* _MATERIAL FOR THE TASK_:
· · · · · · ·
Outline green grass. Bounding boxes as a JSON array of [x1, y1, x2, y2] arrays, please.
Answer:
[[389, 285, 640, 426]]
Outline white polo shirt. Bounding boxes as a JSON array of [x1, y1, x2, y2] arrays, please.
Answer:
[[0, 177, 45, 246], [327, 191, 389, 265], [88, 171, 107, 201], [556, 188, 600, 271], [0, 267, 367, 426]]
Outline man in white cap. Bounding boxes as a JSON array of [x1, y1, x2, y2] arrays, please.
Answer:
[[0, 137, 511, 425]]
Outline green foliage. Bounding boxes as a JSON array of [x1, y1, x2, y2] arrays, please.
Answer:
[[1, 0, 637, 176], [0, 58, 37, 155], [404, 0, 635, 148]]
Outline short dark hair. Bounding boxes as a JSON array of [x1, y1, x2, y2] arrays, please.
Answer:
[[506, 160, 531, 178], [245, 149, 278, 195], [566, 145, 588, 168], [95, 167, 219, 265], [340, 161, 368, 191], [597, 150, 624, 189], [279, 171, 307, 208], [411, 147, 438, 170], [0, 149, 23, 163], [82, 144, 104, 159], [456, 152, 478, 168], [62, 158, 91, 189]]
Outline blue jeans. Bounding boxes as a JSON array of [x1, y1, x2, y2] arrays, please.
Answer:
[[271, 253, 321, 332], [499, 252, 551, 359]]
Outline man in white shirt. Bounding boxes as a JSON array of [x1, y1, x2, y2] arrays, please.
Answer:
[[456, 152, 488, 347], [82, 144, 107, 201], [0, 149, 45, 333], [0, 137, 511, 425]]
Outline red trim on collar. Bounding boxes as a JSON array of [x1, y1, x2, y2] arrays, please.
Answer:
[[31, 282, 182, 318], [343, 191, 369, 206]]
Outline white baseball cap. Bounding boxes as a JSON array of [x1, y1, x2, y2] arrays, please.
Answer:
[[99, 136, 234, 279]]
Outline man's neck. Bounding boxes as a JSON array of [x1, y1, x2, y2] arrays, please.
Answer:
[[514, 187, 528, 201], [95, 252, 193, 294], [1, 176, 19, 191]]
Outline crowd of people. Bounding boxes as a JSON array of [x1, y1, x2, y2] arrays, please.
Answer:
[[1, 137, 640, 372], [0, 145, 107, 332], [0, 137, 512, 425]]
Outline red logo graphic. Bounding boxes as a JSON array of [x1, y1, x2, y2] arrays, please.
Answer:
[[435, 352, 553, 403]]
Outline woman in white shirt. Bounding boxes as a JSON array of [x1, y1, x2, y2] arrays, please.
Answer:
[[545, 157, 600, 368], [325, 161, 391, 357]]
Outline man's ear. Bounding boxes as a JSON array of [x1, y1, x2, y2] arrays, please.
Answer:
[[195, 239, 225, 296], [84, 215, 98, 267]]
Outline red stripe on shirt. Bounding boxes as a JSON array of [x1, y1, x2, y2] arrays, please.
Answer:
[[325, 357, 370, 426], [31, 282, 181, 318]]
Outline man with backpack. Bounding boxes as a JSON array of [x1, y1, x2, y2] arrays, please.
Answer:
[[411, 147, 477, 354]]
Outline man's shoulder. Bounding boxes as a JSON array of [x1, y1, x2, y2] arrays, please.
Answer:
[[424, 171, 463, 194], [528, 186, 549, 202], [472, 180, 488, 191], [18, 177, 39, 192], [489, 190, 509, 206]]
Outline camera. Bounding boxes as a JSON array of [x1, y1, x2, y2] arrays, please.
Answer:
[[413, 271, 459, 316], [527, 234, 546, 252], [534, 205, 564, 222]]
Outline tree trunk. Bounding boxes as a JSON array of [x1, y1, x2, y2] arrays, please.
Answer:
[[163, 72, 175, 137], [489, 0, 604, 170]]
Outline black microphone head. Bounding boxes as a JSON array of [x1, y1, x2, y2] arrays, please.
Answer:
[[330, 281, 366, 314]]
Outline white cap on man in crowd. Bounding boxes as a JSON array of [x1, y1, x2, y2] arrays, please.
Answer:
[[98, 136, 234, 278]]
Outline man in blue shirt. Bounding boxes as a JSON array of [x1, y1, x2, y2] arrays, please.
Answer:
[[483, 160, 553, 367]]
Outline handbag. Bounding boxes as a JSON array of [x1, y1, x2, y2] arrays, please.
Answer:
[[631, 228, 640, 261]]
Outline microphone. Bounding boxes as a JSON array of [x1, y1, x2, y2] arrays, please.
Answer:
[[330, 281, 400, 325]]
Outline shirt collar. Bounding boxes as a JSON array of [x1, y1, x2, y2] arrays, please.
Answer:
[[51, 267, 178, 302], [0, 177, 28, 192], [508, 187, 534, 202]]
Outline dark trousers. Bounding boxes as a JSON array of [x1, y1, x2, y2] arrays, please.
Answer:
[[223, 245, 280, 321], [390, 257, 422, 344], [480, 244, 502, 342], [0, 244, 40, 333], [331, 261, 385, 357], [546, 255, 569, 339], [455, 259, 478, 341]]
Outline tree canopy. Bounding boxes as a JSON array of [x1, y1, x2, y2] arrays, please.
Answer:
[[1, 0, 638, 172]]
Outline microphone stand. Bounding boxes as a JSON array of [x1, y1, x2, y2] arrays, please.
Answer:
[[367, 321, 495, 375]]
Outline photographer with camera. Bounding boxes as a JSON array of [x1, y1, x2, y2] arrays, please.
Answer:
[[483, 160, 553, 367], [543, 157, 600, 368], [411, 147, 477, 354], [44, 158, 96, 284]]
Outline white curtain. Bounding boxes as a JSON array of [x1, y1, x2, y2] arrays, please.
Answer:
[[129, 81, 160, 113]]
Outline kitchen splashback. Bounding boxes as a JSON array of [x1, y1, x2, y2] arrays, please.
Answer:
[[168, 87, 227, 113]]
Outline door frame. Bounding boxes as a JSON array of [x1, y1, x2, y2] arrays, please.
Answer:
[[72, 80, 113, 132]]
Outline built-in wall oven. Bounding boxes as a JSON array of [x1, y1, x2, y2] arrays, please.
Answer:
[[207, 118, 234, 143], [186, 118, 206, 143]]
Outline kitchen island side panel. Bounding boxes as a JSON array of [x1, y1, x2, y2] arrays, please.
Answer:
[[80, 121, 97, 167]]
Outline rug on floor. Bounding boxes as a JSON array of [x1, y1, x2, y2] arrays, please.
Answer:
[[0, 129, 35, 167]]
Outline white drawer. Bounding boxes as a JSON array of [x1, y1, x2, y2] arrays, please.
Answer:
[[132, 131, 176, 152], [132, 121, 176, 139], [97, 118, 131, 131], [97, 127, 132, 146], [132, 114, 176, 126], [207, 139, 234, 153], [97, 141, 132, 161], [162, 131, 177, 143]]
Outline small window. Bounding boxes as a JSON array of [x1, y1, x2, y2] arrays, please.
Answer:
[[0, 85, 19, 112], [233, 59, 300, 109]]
· · · · · · ·
* _WHAT THE TASK ASKS_: The only acceptable answer is the full set of entries, repeated exactly.

* _PROBLEM SOLUTION_:
Outline green grass. Bounding boxes as a JSON array of [x1, y1, x2, y2] arrays, please.
Answer:
[[389, 285, 640, 426]]
Outline white polo shirt. Bounding boxes as a JSON array of [x1, y1, x2, y2] arrays, please.
Answer:
[[0, 177, 45, 246], [327, 191, 389, 265], [88, 171, 107, 201], [556, 188, 600, 271], [0, 267, 367, 426]]
Outline man in white cap. Bounding boxes as a JSON array of [x1, y1, x2, y2] arrays, please.
Answer:
[[0, 137, 511, 425]]
Outline green foliage. Bounding boxes as a JSON array of [x1, y1, x2, y2] arrays, please.
Answer:
[[1, 0, 637, 176], [0, 58, 37, 155], [404, 0, 635, 148]]
Outline short dark hair. Bounding boxes as a JSON array of [x1, y1, x2, y2] arrays, please.
Answer:
[[506, 160, 531, 178], [245, 149, 278, 195], [566, 145, 588, 168], [95, 167, 219, 265], [340, 161, 368, 191], [597, 150, 624, 189], [279, 171, 307, 208], [411, 147, 438, 170], [0, 149, 23, 163], [82, 144, 104, 159], [456, 152, 478, 168], [62, 158, 91, 189]]
Outline blue jeans. Bounding boxes as a JSON array of [x1, y1, x2, y2] arrays, please.
Answer:
[[271, 253, 321, 332], [499, 252, 551, 359]]
Outline man in white shirt. Bounding boxes as a JSON array of [x1, y1, x2, y2] arrays, please.
Answer:
[[456, 152, 488, 347], [82, 144, 107, 201], [0, 149, 45, 333], [0, 137, 511, 425]]
Outline red trim on collar. Bounding boxes as a JSON array of [x1, y1, x2, y2] arrays, please.
Answer:
[[31, 282, 182, 318], [343, 191, 369, 206]]
Outline white baseball cap. Bounding boxes as a JSON array of [x1, y1, x2, y2] arrays, please.
Answer:
[[99, 136, 234, 279]]
Outline man's neck. Bounding boxes as a JSON array of [x1, y1, x2, y2] arrays, please.
Answer:
[[514, 187, 528, 201], [95, 252, 193, 294], [1, 176, 19, 191]]
Outline crowd of people. Bounding boxes as a JSON array of [x1, y1, x2, y2] arrays, please.
Answer:
[[1, 137, 640, 372], [0, 145, 107, 332], [0, 137, 512, 425]]
Outline red logo graphic. Bounding boxes as a JSON array of [x1, y1, x2, y2] arrays, please.
Answer:
[[435, 352, 553, 403]]
Outline woman in white shirt. Bounding boxes as a JSON array of [x1, y1, x2, y2] arrays, please.
Answer:
[[545, 157, 600, 368], [325, 161, 391, 357]]
Outline man's ear. Bounding boxes as a JSON array of [x1, y1, x2, y2] arrays, please.
Answer:
[[195, 239, 225, 296], [84, 215, 98, 267]]
Outline red stripe on shirt. Bounding boxes as a JSON array of [x1, y1, x2, y2] arrays, please.
Answer:
[[325, 357, 370, 426], [31, 282, 181, 318]]
Outline man with backpack. Bounding boxes as a JSON array of [x1, y1, x2, y2] arrays, please.
Answer:
[[411, 147, 477, 354]]
Outline man's shoulder. Bounding boxes as a JSON array of [x1, y1, x2, y2] arrays, please.
Answer:
[[424, 171, 463, 194], [528, 186, 549, 202], [472, 180, 488, 191], [18, 177, 39, 192], [489, 190, 509, 206]]
Outline camera. Bounding boxes as a JSON array of [x1, y1, x2, y2] arrays, please.
Answer:
[[413, 271, 459, 316], [527, 234, 546, 252], [534, 205, 564, 222]]
Outline tree trunk. Bounding boxes as a JSON array of [x1, y1, x2, y2] arrays, please.
Answer:
[[163, 72, 175, 137], [489, 0, 604, 170]]
Outline black microphone head. Bounding boxes as a JSON array of [x1, y1, x2, y2] arrays, please.
Answer:
[[330, 281, 366, 314]]
Outline white cap on man in crowd. Bounding boxes as a JSON array of [x1, y1, x2, y2] arrays, please.
Answer:
[[98, 136, 234, 278]]
Outline man in blue shirt. Bounding boxes as a JSON array of [x1, y1, x2, y2] arrays, please.
Answer:
[[483, 160, 553, 367]]
Outline handbag. Bounding boxes as a JSON array of [x1, y1, x2, y2] arrays, please.
Answer:
[[631, 228, 640, 261]]
Outline microphone. Bounding boxes as a JSON array of [x1, y1, x2, y2] arrays, please.
Answer:
[[330, 281, 400, 325]]
Outline shirt collar. Bounding boxes as a JSON array of [x1, y1, x2, y2] arrays, please.
Answer:
[[51, 267, 178, 302], [0, 177, 28, 192], [508, 187, 534, 202]]
Outline dark trousers. Bounding boxes as a JSON array of [x1, y1, x2, y2] arrays, please.
Answer:
[[223, 245, 280, 321], [390, 257, 422, 344], [480, 244, 502, 342], [0, 244, 40, 333], [331, 261, 385, 357], [546, 255, 569, 339], [455, 259, 478, 341]]
Outline tree canopy. Bounding boxes as a JSON array of [x1, y1, x2, y2] arrays, please.
Answer:
[[1, 0, 638, 172]]
Outline microphone stand. Bounding boxes as a JSON array of [x1, y1, x2, y2] arrays, please.
Answer:
[[367, 321, 495, 375]]
Outline photographer with camera. Bounding boxes as a JSON array of [x1, y1, x2, y2] arrays, please.
Answer:
[[483, 160, 553, 367], [543, 157, 600, 368], [411, 147, 477, 354], [44, 158, 96, 284]]
Outline white curtain. Bounding boxes as a JSON array of [x1, y1, x2, y2] arrays, please.
Answer:
[[129, 81, 160, 113]]
Outline kitchen splashback. Bounding boxes as a JSON array of [x1, y1, x2, y2] arrays, please.
Answer:
[[168, 87, 227, 113]]
Outline door frame. Bounding boxes as a JSON array of [x1, y1, x2, y2] arrays, please.
Answer:
[[72, 80, 113, 132]]
Outline built-in wall oven. Bounding boxes as a JSON array of [x1, y1, x2, y2] arrays, please.
Answer:
[[207, 118, 234, 143], [186, 118, 206, 143]]
Outline kitchen island side panel. Bounding boxes as a JSON array of [x1, y1, x2, y2] arrays, please.
Answer:
[[80, 121, 97, 167]]
Outline rug on floor. Bounding boxes as a JSON array of [x1, y1, x2, y2] arrays, please.
Answer:
[[0, 129, 35, 167]]
Outline white drawer. Bounding boxes as a JSON array of [x1, y1, x2, y2] arrays, please.
Answer:
[[132, 131, 176, 152], [132, 121, 176, 139], [97, 118, 131, 131], [97, 127, 132, 146], [132, 114, 176, 126], [207, 139, 234, 153], [97, 141, 132, 161], [162, 131, 177, 143]]
Outline small window. Bounding boxes as a JSON array of [x1, y1, x2, y2] arrays, please.
Answer:
[[0, 85, 19, 112], [233, 59, 300, 109]]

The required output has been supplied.